SOURCE TEXT =>
————
TPL Dataflow, guarantee completion only when ALL source data blocks completed

Tags:

How can I re-write the code that the code completes when BOTH transformblocks completed? I thought completion means that it is marked complete AND the " out queue" is empty?

public Test()     {         broadCastBlock = new BroadcastBlock<int>(i =>             {                 return i;             });          transformBlock1 = new TransformBlock<int, string>(i =>             {                 Console.WriteLine("1 input count: " + transformBlock1.InputCount);                 Thread.Sleep(50);                 return ("1_" + i);             });          transformBlock2 = new TransformBlock<int, string>(i =>             {                 Console.WriteLine("2 input count: " + transformBlock1.InputCount);                 Thread.Sleep(20);                 return ("2_" + i);             });          processorBlock = new ActionBlock<string>(i =>             {                 Console.WriteLine(i);             });          //Linking         broadCastBlock.LinkTo(transformBlock1, new DataflowLinkOptions { PropagateCompletion = true });         broadCastBlock.LinkTo(transformBlock2, new DataflowLinkOptions { PropagateCompletion = true });         transformBlock1.LinkTo(processorBlock, new DataflowLinkOptions { PropagateCompletion = true });         transformBlock2.LinkTo(processorBlock, new DataflowLinkOptions { PropagateCompletion = true });     }      public void Start()     {         const int numElements = 100;          for (int i = 1; i <= numElements; i++)         {             broadCastBlock.SendAsync(i);         }          //mark completion         broadCastBlock.Complete();          processorBlock.Completion.Wait();          Console.WriteLine("Finished");         Console.ReadLine();     } }

I edited the code, adding an input buffer count for each transform block. Clearly all 100 items are streamed to each of the transform blocks. But as soon as one of the transformblocks finishes the processorblock does not accept any more items and instead the input buffer of the incomplete transformblock just flushes the input buffer.
————
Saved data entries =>
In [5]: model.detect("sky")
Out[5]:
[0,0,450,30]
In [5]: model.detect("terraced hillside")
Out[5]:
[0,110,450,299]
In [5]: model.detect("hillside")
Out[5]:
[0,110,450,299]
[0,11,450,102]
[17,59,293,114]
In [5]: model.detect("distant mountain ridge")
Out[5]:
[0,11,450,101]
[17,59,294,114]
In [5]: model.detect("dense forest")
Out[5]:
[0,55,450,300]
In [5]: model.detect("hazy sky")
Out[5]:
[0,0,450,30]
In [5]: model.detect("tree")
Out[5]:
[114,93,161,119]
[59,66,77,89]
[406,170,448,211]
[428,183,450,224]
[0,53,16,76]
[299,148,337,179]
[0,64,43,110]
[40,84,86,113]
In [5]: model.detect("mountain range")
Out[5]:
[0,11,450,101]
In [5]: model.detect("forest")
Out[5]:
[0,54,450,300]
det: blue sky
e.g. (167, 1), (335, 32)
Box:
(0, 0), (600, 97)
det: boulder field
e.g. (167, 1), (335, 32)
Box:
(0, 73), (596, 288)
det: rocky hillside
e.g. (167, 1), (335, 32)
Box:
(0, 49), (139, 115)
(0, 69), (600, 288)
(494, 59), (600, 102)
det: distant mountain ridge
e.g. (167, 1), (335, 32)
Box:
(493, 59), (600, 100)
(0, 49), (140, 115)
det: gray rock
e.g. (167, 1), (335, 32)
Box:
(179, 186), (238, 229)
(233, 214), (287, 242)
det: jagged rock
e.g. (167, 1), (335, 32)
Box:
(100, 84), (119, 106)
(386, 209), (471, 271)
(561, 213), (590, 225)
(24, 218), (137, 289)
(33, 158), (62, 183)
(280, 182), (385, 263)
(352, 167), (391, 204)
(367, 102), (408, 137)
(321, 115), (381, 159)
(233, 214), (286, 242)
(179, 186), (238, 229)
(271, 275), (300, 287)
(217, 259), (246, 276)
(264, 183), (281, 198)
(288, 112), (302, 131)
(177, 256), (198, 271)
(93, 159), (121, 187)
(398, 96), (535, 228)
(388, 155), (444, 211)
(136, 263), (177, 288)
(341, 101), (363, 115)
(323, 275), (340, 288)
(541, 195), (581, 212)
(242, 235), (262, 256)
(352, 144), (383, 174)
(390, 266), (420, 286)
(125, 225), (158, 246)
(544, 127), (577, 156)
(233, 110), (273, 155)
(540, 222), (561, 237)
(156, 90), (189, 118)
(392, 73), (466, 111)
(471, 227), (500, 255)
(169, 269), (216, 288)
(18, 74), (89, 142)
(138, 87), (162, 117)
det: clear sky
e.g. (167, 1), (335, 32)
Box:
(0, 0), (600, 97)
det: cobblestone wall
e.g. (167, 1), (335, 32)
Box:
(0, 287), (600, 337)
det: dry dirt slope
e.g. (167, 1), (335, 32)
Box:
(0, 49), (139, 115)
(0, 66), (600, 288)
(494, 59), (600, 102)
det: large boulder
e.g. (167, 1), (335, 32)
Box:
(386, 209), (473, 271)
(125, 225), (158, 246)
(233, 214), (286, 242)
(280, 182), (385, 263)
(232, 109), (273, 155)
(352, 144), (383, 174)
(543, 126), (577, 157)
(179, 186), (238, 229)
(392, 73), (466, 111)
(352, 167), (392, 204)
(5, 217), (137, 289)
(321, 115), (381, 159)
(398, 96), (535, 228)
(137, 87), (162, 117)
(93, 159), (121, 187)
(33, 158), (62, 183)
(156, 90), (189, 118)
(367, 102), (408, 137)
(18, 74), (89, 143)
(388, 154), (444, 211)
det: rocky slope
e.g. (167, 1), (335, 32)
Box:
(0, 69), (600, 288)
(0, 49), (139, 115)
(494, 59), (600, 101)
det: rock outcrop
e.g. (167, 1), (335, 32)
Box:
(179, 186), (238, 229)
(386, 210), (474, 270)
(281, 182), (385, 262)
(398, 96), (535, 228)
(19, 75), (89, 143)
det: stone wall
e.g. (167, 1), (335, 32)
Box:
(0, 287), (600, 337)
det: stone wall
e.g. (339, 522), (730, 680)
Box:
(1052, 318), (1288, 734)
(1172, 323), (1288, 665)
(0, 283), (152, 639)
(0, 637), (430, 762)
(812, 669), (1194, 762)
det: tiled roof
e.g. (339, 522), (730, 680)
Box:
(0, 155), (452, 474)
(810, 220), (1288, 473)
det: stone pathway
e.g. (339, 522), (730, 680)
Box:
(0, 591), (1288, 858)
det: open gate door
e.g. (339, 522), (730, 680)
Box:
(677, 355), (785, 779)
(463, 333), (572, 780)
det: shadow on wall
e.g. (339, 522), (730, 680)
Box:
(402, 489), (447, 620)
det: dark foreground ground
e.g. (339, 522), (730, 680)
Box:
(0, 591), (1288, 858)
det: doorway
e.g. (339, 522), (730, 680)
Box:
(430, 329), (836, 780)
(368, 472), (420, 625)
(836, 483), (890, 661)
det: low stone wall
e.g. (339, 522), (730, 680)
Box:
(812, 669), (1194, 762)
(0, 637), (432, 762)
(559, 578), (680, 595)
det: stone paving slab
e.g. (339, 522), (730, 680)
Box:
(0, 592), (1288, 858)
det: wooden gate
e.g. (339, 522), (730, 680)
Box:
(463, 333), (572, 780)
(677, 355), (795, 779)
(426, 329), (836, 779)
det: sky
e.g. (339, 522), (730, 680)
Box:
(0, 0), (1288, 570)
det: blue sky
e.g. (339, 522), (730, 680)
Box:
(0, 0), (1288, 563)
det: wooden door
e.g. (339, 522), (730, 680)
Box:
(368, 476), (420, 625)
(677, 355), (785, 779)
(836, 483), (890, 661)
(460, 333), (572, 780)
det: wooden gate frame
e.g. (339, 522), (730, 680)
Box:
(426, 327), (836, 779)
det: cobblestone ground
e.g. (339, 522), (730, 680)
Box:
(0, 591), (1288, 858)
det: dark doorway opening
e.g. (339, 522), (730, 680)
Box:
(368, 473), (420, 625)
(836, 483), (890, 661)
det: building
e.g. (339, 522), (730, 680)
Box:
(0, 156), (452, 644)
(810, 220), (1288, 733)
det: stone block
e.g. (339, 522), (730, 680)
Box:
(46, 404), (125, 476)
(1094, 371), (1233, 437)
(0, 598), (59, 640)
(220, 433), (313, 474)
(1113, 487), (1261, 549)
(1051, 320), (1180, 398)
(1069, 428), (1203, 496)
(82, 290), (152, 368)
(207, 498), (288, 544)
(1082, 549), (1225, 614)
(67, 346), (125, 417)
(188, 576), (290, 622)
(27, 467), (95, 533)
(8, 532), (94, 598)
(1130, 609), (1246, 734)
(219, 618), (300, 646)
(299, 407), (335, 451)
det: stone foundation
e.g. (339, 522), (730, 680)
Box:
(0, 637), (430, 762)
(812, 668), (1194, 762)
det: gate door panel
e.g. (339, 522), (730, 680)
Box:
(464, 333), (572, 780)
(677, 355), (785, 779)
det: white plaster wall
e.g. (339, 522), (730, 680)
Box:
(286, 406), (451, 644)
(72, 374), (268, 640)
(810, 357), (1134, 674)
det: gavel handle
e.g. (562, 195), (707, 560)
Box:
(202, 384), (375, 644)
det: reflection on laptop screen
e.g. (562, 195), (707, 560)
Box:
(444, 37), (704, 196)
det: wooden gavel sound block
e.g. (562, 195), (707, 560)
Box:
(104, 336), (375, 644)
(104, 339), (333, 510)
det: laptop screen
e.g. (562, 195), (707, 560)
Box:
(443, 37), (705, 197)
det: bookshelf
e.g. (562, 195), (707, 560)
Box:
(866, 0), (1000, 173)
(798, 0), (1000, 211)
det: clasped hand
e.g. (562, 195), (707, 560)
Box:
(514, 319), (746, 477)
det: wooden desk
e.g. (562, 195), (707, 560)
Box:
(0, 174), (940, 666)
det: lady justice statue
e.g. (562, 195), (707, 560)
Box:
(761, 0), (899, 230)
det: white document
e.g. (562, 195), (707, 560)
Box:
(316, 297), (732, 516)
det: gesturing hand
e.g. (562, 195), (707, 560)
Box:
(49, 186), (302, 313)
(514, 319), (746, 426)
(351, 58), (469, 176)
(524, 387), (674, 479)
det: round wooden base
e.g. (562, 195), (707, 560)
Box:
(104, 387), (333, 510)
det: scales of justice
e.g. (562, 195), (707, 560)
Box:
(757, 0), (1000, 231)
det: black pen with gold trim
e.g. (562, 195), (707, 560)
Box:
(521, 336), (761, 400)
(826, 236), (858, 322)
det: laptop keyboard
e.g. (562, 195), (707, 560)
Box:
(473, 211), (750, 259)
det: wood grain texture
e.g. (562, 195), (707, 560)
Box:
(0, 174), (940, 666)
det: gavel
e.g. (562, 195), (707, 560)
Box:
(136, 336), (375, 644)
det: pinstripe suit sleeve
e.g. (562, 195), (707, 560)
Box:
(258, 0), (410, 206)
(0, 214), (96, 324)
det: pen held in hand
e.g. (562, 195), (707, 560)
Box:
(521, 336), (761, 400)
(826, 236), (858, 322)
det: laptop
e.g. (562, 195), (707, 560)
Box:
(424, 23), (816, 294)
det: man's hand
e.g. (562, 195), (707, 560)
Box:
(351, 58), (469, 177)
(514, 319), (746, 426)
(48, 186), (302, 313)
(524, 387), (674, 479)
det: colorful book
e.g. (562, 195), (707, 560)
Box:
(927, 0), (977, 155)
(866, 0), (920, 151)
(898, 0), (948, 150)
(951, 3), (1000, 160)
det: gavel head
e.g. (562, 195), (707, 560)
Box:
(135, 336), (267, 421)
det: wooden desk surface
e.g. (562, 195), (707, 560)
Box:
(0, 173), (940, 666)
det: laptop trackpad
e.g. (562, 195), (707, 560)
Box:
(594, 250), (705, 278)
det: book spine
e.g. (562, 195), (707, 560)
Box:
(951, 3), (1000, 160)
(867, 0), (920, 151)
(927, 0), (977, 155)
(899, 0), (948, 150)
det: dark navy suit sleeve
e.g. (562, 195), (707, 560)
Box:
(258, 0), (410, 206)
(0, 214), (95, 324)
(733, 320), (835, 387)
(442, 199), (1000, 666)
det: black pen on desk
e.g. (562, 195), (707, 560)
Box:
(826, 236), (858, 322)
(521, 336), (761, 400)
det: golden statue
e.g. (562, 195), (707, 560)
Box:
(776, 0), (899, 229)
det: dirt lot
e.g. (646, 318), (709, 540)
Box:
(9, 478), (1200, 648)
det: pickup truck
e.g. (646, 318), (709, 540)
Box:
————
EXERCISE DETAILS =>
Print the passage of the TPL Dataflow question starting at "I edited the" and ending at "the input buffer.", keeping every word unchanged. The records are not needed here.

EXERCISE ANSWER =>
I edited the code, adding an input buffer count for each transform block. Clearly all 100 items are streamed to each of the transform blocks. But as soon as one of the transformblocks finishes the processorblock does not accept any more items and instead the input buffer of the incomplete transformblock just flushes the input buffer.